§ **Extract provided**
Early Summer Gardening Tips

  July 10, 2012

Your garden is in full bloom; your mulching is done; you have caught up with all the weeds that seem to sprout when you turn your back; and everything is fed and looking great. It’s time to grab that good book, set up your hammock or chaise lounge and kick back and relax. HA! If you are like me, you have potted too many plants in containers and you can’t keep up with the feeding and watering; your hanging baskets need a drink every day, if not twice a day; there is powdery mildew starting on your beautiful perennial leaves; some kind of insect is nibbling on your potato vines; I could go on and on.

There is always something to do in the garden. Now is the best time to prune back those spring-flowering shrubs – forsythia, lilacs and the like. You want to cut out the old wood and shape them before they set the flower buds for next year. You should have removed all the dead yellowing leaves from your spring flowering bulbs. They have done their job of feeding the bulbs for next spring. The peonies are done blooming and should be deadheaded. Cut the stalk just below the spent flowers.

Deadheading is an important chore during the summer months: it helps produce more flowers, prevents self-seeding (so you don’t have seedlings to pull out), and helps prevent some fungal diseases common to our area. Cutting off spent flowers on roses and annuals makes the plants produce more blooms. Deadheading and cutting back early season blooming perennials (i.e. daisy, delphinium, and coreopsis) can force many varieties to have a second bloom later in the season. Cutting back annuals like petunias in mid-summer will force new branches and encourage more flowers. You can reduce the plant’s height or stem length by one-third or more and the plant will bloom again like crazy in a week or two. All your flowering plants will benefit from regular feeding – a bloom booster fertilizer once every 10 days or so will keep the flower show going.

§ **Task 1**
In the early summer gardening tips, how often should a bloom booster fertilizer be applied to flowering plants?
§ **Task 2**
Quote the early summer gardening tips from "Early Summer Gardening" to "go on and on.".

§ **Supplied material**
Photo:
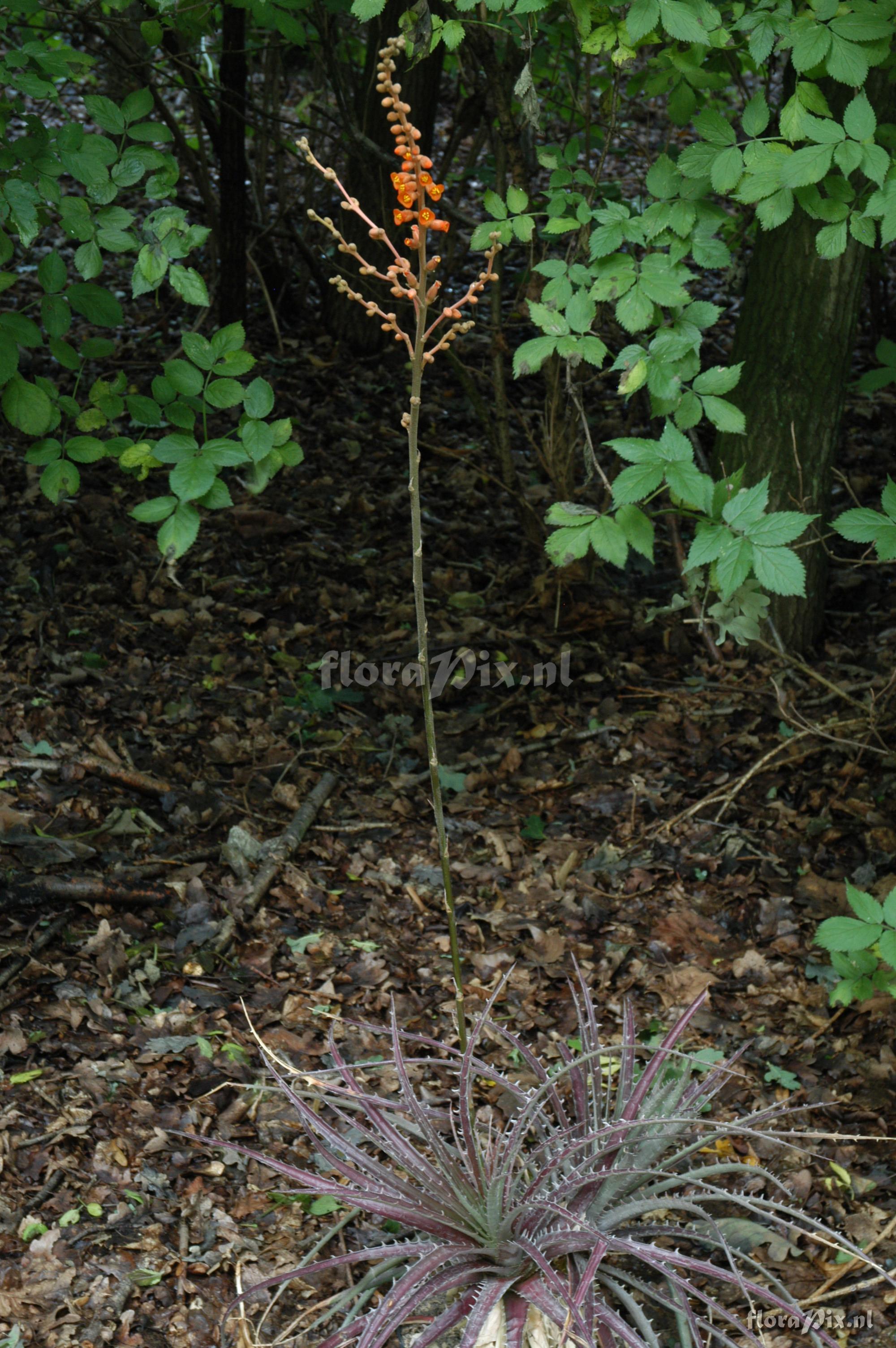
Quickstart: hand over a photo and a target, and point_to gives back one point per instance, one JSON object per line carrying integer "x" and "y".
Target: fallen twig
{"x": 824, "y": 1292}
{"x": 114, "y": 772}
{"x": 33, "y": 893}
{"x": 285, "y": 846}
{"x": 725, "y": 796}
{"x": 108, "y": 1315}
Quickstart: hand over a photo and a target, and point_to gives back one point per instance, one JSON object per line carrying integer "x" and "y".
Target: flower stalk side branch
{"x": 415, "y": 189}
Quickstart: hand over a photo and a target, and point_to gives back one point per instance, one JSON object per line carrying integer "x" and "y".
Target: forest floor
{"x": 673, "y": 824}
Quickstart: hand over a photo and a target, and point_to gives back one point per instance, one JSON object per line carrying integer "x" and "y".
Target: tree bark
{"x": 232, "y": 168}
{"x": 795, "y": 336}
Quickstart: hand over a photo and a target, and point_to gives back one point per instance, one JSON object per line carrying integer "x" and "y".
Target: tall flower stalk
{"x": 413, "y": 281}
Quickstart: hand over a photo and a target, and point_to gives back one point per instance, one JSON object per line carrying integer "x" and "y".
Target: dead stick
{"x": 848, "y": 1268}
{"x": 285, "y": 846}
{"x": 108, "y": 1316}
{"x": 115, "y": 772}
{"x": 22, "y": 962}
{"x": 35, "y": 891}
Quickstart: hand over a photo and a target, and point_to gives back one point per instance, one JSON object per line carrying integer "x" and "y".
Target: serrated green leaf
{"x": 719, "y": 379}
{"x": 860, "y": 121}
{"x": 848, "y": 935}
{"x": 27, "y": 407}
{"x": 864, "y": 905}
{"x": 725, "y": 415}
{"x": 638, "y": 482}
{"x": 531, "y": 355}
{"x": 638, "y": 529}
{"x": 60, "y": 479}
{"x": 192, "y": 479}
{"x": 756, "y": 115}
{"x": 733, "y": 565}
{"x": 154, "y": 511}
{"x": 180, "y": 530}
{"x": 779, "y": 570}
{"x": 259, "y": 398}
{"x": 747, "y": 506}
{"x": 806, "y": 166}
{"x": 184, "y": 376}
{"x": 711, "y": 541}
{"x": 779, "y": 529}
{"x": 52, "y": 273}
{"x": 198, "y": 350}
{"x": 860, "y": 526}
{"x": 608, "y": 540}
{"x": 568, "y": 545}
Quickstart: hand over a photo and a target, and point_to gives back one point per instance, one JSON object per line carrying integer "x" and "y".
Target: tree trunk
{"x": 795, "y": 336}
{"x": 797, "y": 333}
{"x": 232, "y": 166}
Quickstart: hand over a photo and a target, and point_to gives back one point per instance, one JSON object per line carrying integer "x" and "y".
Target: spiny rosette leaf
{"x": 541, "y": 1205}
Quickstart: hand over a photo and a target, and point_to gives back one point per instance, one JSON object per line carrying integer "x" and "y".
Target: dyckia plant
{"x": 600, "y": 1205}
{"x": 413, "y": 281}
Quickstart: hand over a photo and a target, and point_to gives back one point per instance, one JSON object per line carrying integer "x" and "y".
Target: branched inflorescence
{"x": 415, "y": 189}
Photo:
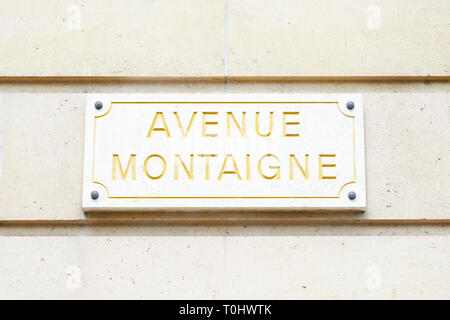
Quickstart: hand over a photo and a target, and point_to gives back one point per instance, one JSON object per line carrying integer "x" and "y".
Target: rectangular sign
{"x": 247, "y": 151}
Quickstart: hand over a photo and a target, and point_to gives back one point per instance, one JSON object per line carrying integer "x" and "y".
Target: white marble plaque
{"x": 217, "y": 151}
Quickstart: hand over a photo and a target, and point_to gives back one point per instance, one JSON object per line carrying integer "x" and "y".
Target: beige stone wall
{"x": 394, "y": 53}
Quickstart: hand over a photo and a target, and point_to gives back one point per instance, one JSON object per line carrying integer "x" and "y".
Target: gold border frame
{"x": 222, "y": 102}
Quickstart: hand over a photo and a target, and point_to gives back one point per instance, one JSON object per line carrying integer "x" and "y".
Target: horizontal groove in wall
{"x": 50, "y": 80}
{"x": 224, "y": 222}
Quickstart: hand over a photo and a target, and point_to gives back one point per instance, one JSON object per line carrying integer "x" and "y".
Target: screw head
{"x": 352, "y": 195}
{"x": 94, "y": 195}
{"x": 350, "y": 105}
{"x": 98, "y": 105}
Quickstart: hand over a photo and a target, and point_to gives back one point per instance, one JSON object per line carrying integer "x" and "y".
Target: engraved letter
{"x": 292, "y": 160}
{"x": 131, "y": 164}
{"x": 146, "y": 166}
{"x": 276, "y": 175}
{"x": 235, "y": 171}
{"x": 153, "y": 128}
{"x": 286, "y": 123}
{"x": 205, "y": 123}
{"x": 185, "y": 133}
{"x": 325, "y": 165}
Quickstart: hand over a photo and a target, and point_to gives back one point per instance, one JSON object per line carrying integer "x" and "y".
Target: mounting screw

§ **Exercise output 1**
About once every 10 days.

§ **Exercise output 2**
Early Summer Gardening Tips

  July 10, 2012

Your garden is in full bloom; your mulching is done; you have caught up with all the weeds that seem to sprout when you turn your back; and everything is fed and looking great. It’s time to grab that good book, set up your hammock or chaise lounge and kick back and relax. HA! If you are like me, you have potted too many plants in containers and you can’t keep up with the feeding and watering; your hanging baskets need a drink every day, if not twice a day; there is powdery mildew starting on your beautiful perennial leaves; some kind of insect is nibbling on your potato vines; I could go on and on.